- GOAL: Find the line containing "Mark every instance of the gray ash". Return it and every line after it, unchanged, up to and including the last line.

- EXERCISE INPUTS:
+++++
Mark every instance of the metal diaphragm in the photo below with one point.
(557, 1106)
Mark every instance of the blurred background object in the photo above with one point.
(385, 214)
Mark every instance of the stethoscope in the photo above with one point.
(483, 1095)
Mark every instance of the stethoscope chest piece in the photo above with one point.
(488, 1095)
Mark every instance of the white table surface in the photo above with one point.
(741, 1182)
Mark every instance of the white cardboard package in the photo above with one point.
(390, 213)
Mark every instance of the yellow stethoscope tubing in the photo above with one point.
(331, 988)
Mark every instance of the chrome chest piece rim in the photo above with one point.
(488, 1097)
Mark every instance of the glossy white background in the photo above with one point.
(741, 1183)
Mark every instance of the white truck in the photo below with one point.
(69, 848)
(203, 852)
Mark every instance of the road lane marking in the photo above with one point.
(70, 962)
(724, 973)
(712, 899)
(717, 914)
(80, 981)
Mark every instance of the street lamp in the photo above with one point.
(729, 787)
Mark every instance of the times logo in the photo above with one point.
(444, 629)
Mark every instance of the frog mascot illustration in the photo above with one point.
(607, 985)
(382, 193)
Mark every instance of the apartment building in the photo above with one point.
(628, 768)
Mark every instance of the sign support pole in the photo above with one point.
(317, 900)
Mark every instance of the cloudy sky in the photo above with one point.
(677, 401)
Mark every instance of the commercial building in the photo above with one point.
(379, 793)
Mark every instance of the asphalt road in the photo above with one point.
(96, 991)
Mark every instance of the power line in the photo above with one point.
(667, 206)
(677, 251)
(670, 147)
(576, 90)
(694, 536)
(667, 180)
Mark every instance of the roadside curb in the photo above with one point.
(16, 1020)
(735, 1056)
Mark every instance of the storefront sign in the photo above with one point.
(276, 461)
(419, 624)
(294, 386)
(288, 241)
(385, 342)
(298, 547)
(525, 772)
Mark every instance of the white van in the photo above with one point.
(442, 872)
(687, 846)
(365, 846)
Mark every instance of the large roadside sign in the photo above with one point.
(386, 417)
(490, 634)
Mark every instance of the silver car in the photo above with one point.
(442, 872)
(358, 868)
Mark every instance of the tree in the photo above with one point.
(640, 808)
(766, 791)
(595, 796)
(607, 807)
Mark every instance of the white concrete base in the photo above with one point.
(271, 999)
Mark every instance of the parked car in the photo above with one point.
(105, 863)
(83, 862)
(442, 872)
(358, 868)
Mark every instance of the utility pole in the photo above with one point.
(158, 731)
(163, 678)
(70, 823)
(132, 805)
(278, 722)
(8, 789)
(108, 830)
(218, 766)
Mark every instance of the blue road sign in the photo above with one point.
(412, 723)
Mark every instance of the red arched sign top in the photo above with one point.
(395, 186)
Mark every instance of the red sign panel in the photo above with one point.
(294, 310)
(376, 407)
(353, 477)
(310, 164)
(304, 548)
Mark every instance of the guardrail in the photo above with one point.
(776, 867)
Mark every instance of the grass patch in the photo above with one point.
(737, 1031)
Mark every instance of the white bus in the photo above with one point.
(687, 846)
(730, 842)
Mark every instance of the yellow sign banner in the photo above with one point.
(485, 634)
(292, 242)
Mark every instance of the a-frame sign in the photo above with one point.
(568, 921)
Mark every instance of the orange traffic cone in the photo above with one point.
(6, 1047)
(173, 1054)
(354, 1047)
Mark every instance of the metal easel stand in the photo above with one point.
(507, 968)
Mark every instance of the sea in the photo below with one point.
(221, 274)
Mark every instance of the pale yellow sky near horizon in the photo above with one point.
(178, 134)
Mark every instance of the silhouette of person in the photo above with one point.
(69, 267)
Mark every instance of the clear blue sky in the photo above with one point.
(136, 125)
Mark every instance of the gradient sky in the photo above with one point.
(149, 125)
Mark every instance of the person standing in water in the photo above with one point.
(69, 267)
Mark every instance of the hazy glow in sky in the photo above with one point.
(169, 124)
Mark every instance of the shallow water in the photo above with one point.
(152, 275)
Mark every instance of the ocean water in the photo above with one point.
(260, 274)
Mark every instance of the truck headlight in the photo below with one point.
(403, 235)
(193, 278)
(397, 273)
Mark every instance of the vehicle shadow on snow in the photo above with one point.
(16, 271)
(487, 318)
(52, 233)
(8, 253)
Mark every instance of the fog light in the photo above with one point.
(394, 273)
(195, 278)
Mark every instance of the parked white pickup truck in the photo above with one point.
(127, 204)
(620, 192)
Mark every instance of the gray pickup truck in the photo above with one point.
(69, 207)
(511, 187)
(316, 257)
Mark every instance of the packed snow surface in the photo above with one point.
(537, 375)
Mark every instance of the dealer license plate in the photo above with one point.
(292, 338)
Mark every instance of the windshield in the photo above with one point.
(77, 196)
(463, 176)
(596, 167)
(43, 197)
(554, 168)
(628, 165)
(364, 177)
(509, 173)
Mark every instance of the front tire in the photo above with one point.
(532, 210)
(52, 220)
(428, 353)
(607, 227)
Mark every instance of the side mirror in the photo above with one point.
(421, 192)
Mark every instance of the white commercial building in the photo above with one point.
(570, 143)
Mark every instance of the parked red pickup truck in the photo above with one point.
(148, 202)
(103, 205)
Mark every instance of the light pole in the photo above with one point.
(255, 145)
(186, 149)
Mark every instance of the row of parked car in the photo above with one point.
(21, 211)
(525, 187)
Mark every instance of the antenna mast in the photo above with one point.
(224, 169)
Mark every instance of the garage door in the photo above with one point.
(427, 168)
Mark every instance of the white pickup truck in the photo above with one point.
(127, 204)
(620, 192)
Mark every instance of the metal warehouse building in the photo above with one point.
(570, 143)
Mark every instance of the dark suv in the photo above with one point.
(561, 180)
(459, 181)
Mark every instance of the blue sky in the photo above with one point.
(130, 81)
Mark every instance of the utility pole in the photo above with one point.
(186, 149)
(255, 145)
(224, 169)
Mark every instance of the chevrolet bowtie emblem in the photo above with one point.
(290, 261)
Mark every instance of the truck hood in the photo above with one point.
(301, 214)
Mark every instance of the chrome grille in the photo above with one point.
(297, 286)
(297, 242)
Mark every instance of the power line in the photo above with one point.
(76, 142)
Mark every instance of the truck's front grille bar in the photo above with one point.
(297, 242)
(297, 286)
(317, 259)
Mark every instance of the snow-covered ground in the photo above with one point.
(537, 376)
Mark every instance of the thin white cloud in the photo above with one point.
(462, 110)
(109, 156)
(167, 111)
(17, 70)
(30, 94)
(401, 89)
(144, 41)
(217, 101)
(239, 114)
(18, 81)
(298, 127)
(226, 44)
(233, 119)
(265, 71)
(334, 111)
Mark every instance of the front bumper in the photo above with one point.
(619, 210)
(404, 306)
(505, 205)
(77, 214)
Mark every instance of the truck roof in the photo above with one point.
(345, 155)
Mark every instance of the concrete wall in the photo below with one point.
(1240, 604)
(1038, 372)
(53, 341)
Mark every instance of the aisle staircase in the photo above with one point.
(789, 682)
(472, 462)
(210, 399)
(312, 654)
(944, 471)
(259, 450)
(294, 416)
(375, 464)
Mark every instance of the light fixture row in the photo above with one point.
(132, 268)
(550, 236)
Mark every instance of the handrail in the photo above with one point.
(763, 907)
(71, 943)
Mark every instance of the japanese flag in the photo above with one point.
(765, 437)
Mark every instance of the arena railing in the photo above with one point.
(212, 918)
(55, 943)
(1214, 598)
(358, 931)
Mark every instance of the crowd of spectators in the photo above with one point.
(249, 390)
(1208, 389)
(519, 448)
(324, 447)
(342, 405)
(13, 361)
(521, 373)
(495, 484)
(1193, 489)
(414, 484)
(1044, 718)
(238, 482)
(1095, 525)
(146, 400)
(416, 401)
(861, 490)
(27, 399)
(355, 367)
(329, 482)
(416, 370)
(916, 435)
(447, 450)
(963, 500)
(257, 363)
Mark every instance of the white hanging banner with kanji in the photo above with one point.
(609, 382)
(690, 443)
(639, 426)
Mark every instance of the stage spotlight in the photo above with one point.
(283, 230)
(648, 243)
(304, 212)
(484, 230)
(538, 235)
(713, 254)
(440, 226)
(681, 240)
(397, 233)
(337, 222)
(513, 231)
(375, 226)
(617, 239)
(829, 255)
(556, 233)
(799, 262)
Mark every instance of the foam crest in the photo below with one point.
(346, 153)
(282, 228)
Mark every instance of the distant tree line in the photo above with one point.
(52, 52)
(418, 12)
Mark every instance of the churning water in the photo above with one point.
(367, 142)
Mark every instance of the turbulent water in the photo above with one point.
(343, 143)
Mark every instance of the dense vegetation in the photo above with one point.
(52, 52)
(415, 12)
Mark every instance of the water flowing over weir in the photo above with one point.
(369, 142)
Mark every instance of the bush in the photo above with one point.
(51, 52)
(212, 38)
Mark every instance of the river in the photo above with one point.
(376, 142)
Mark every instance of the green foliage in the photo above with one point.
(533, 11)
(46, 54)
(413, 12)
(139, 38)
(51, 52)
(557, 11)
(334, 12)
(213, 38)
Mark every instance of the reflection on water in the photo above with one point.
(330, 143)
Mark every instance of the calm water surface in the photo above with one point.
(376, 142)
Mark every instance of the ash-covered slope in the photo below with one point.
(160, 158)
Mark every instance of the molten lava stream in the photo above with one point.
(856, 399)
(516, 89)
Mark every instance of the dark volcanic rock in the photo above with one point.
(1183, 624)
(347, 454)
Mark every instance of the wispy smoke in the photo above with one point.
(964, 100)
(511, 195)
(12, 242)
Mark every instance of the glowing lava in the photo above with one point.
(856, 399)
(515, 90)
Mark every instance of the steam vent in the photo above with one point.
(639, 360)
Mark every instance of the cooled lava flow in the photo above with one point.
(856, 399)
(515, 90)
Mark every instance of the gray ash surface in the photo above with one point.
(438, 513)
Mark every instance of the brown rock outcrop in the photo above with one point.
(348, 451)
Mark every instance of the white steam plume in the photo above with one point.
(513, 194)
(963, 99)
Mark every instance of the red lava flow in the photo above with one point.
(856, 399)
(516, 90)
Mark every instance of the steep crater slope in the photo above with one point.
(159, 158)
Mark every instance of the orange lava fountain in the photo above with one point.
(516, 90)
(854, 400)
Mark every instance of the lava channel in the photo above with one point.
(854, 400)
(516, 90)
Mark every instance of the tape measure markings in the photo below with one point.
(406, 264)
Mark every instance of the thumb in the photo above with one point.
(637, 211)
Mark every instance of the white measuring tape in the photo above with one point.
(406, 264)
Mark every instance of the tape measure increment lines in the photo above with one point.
+++++
- RESULT OF THE TASK:
Mark every instance of the gray ash surface in the photo above with one point.
(438, 513)
Mark every instance of the brown rock outcrop in the photo above with one point.
(348, 451)
Mark every instance of the white steam plume in the photo above with one point.
(513, 194)
(963, 99)
Mark every instance of the red lava flow in the photo above with one point.
(856, 399)
(516, 90)
Mark every instance of the steep crater slope in the photo above with one point.
(159, 158)
Mark every instance of the orange lava fountain in the photo above with one point.
(516, 90)
(854, 400)
Mark every instance of the lava channel in the photo above with one point.
(854, 400)
(516, 90)
Mark every instance of the tape measure markings in the photo below with one point.
(406, 264)
Mark every instance of the thumb in the photo above with one point.
(637, 211)
Mark every instance of the white measuring tape in the photo above with one point.
(406, 264)
Mark every instance of the tape measure increment lines in the photo above with one point.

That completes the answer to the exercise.